## OBJECTIVE
Without omitting anything, return the records precisely as given.

## DATA PROVIDED
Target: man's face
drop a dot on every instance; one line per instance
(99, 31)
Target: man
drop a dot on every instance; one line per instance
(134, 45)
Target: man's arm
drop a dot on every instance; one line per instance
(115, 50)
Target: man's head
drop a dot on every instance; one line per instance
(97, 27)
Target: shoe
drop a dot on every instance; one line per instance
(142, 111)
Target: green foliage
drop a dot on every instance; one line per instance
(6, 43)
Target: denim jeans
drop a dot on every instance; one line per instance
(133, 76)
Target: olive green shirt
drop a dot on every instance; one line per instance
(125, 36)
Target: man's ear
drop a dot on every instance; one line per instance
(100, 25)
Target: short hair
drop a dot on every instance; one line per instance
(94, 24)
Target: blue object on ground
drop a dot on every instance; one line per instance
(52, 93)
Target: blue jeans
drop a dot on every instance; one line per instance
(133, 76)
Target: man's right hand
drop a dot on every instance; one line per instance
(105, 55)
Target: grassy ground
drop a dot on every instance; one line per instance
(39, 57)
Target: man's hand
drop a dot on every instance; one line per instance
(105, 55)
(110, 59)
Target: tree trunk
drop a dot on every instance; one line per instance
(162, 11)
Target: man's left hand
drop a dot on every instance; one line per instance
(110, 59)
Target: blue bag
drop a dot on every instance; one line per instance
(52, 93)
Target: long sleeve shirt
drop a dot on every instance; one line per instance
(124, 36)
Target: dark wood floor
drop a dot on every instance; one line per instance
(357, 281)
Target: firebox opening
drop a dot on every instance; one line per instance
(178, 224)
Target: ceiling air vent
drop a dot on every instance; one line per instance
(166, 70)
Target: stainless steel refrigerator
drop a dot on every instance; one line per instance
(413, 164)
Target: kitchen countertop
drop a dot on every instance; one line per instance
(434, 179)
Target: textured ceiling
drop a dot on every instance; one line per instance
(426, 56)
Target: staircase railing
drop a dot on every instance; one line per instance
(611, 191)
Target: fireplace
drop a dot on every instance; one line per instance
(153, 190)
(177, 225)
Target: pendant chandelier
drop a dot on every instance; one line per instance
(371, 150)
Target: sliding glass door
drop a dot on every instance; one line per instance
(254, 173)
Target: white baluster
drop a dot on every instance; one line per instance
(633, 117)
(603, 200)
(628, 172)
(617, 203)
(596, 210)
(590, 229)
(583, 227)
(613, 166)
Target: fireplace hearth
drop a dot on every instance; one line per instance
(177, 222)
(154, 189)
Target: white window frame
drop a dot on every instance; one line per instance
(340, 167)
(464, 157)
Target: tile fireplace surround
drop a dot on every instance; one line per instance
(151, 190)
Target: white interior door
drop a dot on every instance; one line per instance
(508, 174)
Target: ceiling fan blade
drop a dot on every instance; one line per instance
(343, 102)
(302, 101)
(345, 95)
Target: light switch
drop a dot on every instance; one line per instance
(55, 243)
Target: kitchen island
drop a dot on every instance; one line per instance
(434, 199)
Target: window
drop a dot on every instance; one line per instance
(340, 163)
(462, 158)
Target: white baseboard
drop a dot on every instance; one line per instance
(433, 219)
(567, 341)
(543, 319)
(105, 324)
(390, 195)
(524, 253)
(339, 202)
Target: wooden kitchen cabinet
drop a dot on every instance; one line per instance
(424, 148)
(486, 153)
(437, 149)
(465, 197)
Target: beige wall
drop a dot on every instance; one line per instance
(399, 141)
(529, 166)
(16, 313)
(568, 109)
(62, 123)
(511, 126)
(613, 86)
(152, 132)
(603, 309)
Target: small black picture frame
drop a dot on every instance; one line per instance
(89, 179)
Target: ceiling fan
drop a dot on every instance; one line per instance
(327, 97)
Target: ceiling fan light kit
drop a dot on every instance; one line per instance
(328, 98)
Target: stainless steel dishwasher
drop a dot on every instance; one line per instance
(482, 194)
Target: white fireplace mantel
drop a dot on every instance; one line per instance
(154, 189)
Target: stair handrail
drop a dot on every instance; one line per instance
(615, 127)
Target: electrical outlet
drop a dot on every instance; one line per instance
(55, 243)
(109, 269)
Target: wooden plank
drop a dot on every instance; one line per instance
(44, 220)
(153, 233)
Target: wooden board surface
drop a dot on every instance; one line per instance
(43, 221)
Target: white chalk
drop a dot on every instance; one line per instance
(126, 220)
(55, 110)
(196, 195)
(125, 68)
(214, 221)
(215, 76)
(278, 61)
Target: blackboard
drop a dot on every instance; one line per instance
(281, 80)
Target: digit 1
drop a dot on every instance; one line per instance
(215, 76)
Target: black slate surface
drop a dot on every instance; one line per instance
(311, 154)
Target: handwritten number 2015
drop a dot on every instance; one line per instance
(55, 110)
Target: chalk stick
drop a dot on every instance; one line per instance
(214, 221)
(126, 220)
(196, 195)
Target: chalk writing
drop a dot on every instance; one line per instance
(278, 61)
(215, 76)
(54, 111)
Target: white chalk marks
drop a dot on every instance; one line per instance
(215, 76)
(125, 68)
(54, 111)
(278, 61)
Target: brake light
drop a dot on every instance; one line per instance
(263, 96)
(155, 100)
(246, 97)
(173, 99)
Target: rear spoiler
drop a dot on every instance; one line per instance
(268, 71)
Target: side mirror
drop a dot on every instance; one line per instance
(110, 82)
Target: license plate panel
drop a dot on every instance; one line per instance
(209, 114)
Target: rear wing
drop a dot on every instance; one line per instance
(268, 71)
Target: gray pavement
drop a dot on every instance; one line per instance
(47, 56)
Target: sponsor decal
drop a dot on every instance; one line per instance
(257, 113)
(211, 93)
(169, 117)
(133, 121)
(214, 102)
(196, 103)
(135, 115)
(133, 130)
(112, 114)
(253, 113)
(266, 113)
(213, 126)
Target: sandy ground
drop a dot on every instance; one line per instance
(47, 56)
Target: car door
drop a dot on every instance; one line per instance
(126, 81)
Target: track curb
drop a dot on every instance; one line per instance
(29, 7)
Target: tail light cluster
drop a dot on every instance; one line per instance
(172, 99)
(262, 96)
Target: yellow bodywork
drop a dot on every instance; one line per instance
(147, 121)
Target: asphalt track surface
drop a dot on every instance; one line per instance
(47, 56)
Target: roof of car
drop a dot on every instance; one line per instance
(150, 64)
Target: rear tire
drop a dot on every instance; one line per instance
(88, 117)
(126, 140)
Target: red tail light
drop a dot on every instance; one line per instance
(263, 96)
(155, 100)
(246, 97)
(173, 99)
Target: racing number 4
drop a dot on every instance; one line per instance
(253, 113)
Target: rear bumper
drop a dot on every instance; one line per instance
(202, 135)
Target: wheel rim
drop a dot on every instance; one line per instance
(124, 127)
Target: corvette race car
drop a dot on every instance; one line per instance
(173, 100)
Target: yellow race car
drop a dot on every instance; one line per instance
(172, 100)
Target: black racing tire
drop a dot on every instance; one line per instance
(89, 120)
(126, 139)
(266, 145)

## ANSWER TO THIS PROBLEM
Target: man's face
drop a dot on every instance; one line per instance
(99, 31)
Target: man
drop a dot on every instance; one line per instance
(134, 45)
Target: man's arm
drop a dot on every instance; one line per instance
(115, 50)
Target: man's head
drop a dot on every instance; one line per instance
(97, 27)
Target: shoe
drop a dot on every instance; one line per instance
(142, 111)
Target: green foliage
drop a dot on every instance; one line per instance
(6, 43)
Target: denim jeans
drop a dot on every instance; one line per instance
(133, 76)
Target: olive green shirt
drop a dot on every instance; one line per instance
(125, 36)
Target: man's ear
drop a dot on every instance; one line per instance
(100, 25)
Target: short hair
drop a dot on every instance; one line per instance
(94, 24)
Target: blue object on ground
drop a dot on every instance; one line per instance
(52, 93)
Target: blue jeans
drop a dot on every instance; one line per instance
(133, 76)
Target: man's right hand
drop a dot on every instance; one line per instance
(105, 55)
Target: grassy ground
drop a dot on every instance; one line per instance
(39, 57)
Target: man's hand
drop a dot on every instance; one line per instance
(105, 55)
(110, 59)
Target: tree trunk
drop a dot on every instance; one line per instance
(162, 11)
Target: man's left hand
drop a dot on every instance; one line per instance
(110, 59)
Target: blue bag
drop a dot on every instance; one line per instance
(52, 93)
Target: long sleeve shirt
drop a dot on every instance; one line per instance
(124, 36)
Target: dark wood floor
drop a dot on every instance; one line per instance
(357, 281)
Target: firebox opening
drop a dot on every instance; one line per instance
(178, 224)
Target: ceiling air vent
drop a dot on every instance; one line per instance
(166, 70)
Target: stainless steel refrigerator
drop a dot on every instance; one line per instance
(413, 164)
Target: kitchen countertop
drop a dot on every instance; one line per instance
(434, 179)
Target: textured ceiling
drop a dot on every instance; one line per instance
(426, 56)
Target: staircase railing
drop a dot on every instance; one line per instance
(611, 191)
Target: fireplace
drop a dot on every instance; one line per instance
(153, 190)
(177, 225)
Target: pendant chandelier
drop a dot on every instance; one line per instance
(371, 150)
Target: sliding glass door
drop a dot on every instance; one line per instance
(254, 173)
Target: white baluster
drop a dot on every instance; one line per instance
(633, 117)
(603, 200)
(628, 172)
(617, 203)
(596, 210)
(590, 229)
(583, 227)
(613, 166)
Target: fireplace hearth
drop a dot on every instance; one line per instance
(177, 222)
(154, 189)
Target: white window frame
drop a dot on every instance; one line per instance
(340, 167)
(464, 157)
Target: tile fireplace surround
drop a dot on every instance; one line per instance
(151, 190)
Target: white interior door
drop a dot on every instance; one line per instance
(508, 174)
Target: ceiling fan blade
drop a dot on every instance; one line per instance
(343, 102)
(302, 101)
(345, 95)
Target: light switch
drop a dot on every instance; one line per instance
(55, 243)
Target: kitchen island
drop a dot on every instance; one line per instance
(434, 199)
Target: window
drop a dot on every instance; one line per instance
(340, 163)
(462, 158)
Target: white baseboard
drop a dot on every instance; one line per instance
(433, 219)
(567, 341)
(543, 319)
(105, 324)
(390, 195)
(524, 253)
(339, 202)
Target: wooden kitchen cabinet
drop a dot on every instance; one line per instance
(424, 148)
(486, 153)
(437, 149)
(465, 197)
Target: beige wall
drop a dot on every instance; one line per instance
(399, 141)
(529, 166)
(16, 313)
(568, 109)
(62, 123)
(511, 126)
(613, 86)
(152, 132)
(603, 309)
Target: small black picture frame
drop a dot on every instance; one line per instance
(89, 179)
Target: ceiling fan
drop a dot on every instance; one line per instance
(327, 97)
Target: ceiling fan light kit
drop a dot on every instance; one line per instance
(328, 98)
Target: stainless steel dishwasher
drop a dot on every instance; one line per instance
(482, 194)
Target: white fireplace mantel
drop a dot on every instance; one line per instance
(154, 189)
Target: stair handrail
drop a dot on every instance; one line per instance
(615, 127)
Target: electrical outlet
drop a dot on every instance; one line per instance
(55, 243)
(109, 269)
Target: wooden plank
drop a dot on every instance; one line per instance
(44, 220)
(153, 233)
Target: wooden board surface
drop a dot on every instance; one line per instance
(43, 221)
Target: white chalk
drop a dot on every instance; one line per instance
(126, 220)
(55, 110)
(196, 195)
(125, 68)
(214, 221)
(215, 76)
(278, 61)
Target: blackboard
drop a dot on every instance; one line per instance
(281, 80)
Target: digit 1
drop a dot on every instance; one line per instance
(215, 76)
Target: black slate surface
drop a dot on every instance; one line per instance
(311, 154)
Target: handwritten number 2015
drop a dot on every instance; one line per instance
(55, 110)
Target: chalk stick
drop a dot on every instance; one line per instance
(214, 221)
(126, 220)
(196, 195)
Target: chalk writing
drop a dot on every instance; one line per instance
(278, 61)
(215, 76)
(54, 111)
Target: white chalk marks
drop a dot on every instance; one line per instance
(215, 76)
(125, 68)
(54, 111)
(278, 61)
Target: brake light
drop a dot on every instance; one line per instance
(263, 96)
(155, 100)
(246, 97)
(173, 99)
Target: rear spoiler
drop a dot on every instance; one line per instance
(268, 71)
Target: side mirror
drop a dot on every instance; one line per instance
(110, 82)
Target: license plate panel
drop a dot on every instance; one line per instance
(209, 114)
Target: rear wing
drop a dot on every instance; one line per instance
(268, 71)
Target: gray pavement
drop a dot on every instance; one line per instance
(47, 56)
Target: sponsor decal
drop a dot on every instance; one line per instance
(257, 113)
(211, 93)
(169, 117)
(133, 121)
(214, 102)
(196, 103)
(135, 115)
(133, 130)
(112, 114)
(253, 113)
(266, 113)
(213, 126)
Target: sandy ground
drop a dot on every instance; one line per instance
(47, 56)
Target: car door
drop a dot on every instance; one line per instance
(126, 81)
Target: track curb
drop a dot on every instance; one line per instance
(29, 7)
Target: tail light cluster
drop a dot on every instance; one line per instance
(172, 99)
(262, 96)
Target: yellow bodywork
drop a dot on every instance; one line per instance
(147, 121)
Target: asphalt track surface
drop a dot on every instance; one line per instance
(47, 56)
Target: roof of car
drop a dot on every instance; one line per instance
(150, 64)
Target: rear tire
drop a dot on every instance; one line per instance
(88, 117)
(126, 140)
Target: red tail light
drop a dot on every instance; one line per instance
(263, 96)
(155, 100)
(246, 97)
(173, 99)
Target: racing number 4
drop a dot on every instance; one line per instance
(253, 113)
Target: rear bumper
drop a dot on every instance; one line per instance
(202, 135)
Target: wheel rim
drop a dot on every instance; one line per instance
(124, 127)
Target: corvette race car
drop a dot on every instance; one line per instance
(173, 100)
Target: yellow race car
drop a dot on every instance; one line per instance
(172, 100)
Target: black racing tire
drop a dot on every instance; one line per instance
(89, 120)
(126, 139)
(266, 145)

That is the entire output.